§ Your task
What is needed is a faithful copy of all the entries, with no pictures in it.

── Records for processing

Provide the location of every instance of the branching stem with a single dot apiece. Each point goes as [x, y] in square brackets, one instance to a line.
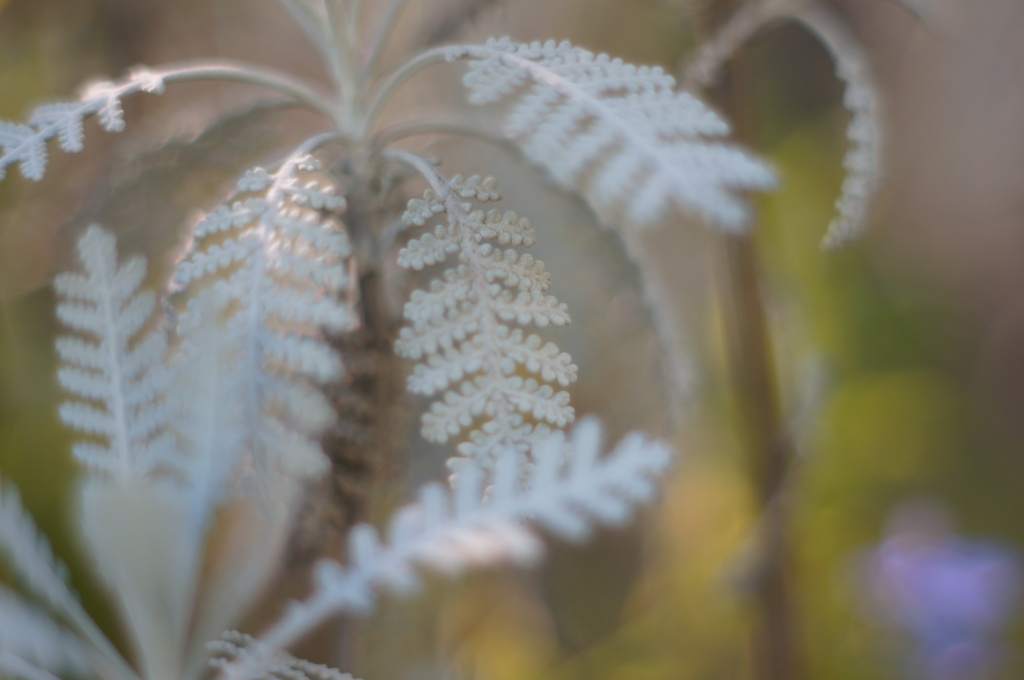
[187, 72]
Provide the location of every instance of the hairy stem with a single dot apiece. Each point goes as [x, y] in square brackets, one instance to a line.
[381, 36]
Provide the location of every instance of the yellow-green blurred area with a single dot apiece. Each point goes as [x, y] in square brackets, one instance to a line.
[900, 359]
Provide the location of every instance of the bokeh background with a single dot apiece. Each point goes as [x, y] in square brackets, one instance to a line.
[900, 359]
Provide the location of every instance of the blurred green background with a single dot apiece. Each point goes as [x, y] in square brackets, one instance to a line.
[900, 359]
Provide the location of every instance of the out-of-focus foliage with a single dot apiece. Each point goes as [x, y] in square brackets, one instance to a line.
[895, 355]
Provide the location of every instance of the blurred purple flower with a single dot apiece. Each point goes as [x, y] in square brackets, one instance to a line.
[951, 595]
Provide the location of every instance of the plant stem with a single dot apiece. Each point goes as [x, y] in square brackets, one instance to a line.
[286, 84]
[769, 454]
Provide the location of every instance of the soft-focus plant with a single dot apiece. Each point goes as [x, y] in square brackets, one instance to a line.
[276, 352]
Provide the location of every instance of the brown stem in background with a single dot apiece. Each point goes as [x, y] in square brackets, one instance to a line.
[766, 440]
[769, 454]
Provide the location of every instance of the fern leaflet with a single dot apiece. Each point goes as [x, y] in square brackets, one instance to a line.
[274, 665]
[461, 326]
[621, 134]
[272, 266]
[127, 378]
[30, 635]
[862, 160]
[569, 490]
[25, 143]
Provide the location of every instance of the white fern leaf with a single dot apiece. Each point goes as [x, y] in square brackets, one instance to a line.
[623, 135]
[569, 490]
[30, 635]
[460, 329]
[863, 158]
[273, 665]
[270, 265]
[26, 144]
[29, 554]
[115, 365]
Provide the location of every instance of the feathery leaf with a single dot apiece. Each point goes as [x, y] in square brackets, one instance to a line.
[269, 266]
[459, 330]
[568, 491]
[26, 144]
[122, 380]
[623, 135]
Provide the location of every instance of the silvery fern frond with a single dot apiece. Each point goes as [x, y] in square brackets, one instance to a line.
[270, 265]
[623, 135]
[276, 665]
[25, 143]
[32, 642]
[461, 330]
[569, 490]
[863, 158]
[115, 365]
[30, 558]
[29, 554]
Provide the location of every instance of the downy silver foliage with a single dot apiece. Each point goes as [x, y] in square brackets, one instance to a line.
[863, 159]
[25, 143]
[276, 665]
[621, 134]
[568, 491]
[108, 367]
[460, 328]
[199, 432]
[271, 261]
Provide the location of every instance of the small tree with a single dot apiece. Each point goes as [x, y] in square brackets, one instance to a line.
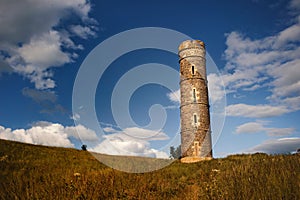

────

§ Response area
Provide the location of every instance of the branching stem with a single dot apiece. Each point goes as [x, y] in square brackets, one instance to a line.
[187, 72]
Provide the location of every instance of the hairy stem with a single dot apiece. Each point goes as [x, y] in square brackets, one instance to a line.
[381, 36]
Provide the location of every instance of the yellow-green blurred area with a single dot apiece. Each point goes as [x, y] in square brackets, one instance to a line.
[900, 359]
Provide the location of every instance of the bokeh background with a single dot apiece. Each point goes as [x, y] in square brackets, one instance to a line.
[900, 359]
Provide the location of every instance of the blurred green background with a single dot apiece. Each point goes as [x, y] in square brackets, one instance to a line.
[900, 359]
Provide the location of every instance of the out-of-focus foliage with a single dot apiece. Each point goes as [x, y] in square brackets, one instance to a line.
[895, 355]
Provide the location of every instance of the blurred purple flower with a single dot apiece. Each point goes as [x, y] in square brackets, one instance to a line.
[951, 595]
Provide the location of every instance of the plant stem with a single dot apiece. Each point goes as [x, y] in square brackets, one instance to a line.
[286, 84]
[769, 454]
Provide the location of every instance of the soft-focus plant with a single dot apiece. Each point goes as [x, y] in square brackets, one instance to a line.
[276, 352]
Provide the location of every instance of the brown stem in background with a single dot apiece. Each point goes as [x, y] in square brackets, one instance to a line.
[766, 440]
[769, 454]
Provide the location of every instance of the fern leaflet with a single dot apiece. Each point goes as [x, y] in square brackets, one instance to a line.
[274, 665]
[461, 326]
[621, 134]
[272, 266]
[127, 378]
[30, 635]
[862, 160]
[569, 490]
[25, 143]
Provide the location of every instance of the white fern leaf with a single dot apiece. Each point goes as [x, y] in square brackets, one instance to a line.
[623, 135]
[569, 490]
[30, 635]
[460, 329]
[863, 158]
[273, 665]
[270, 265]
[26, 144]
[29, 554]
[115, 365]
Provide the location of every instance of the feathery leaf with a single dot apiece. Each point goes as [x, y] in square brackets, one instance to a line.
[269, 266]
[459, 330]
[568, 491]
[26, 144]
[122, 380]
[623, 135]
Provide the location of every instance of the silvery fern frond with a single dot apiece. Each point goes as [x, y] in square brackets, one instance to a line.
[270, 265]
[623, 135]
[276, 665]
[25, 143]
[32, 642]
[461, 330]
[569, 490]
[863, 158]
[115, 365]
[30, 558]
[29, 554]
Provide the location of every instance of the downy silver foliage with a single dot apiece. Each point goes as [x, y] in square brackets, one instance to a line.
[863, 159]
[25, 143]
[276, 665]
[621, 134]
[568, 491]
[108, 367]
[460, 328]
[199, 432]
[271, 261]
Provide the location of every instance of the small tree with a single dot apiece. Each point goes as [x, y] in square brackets, one instance to a line.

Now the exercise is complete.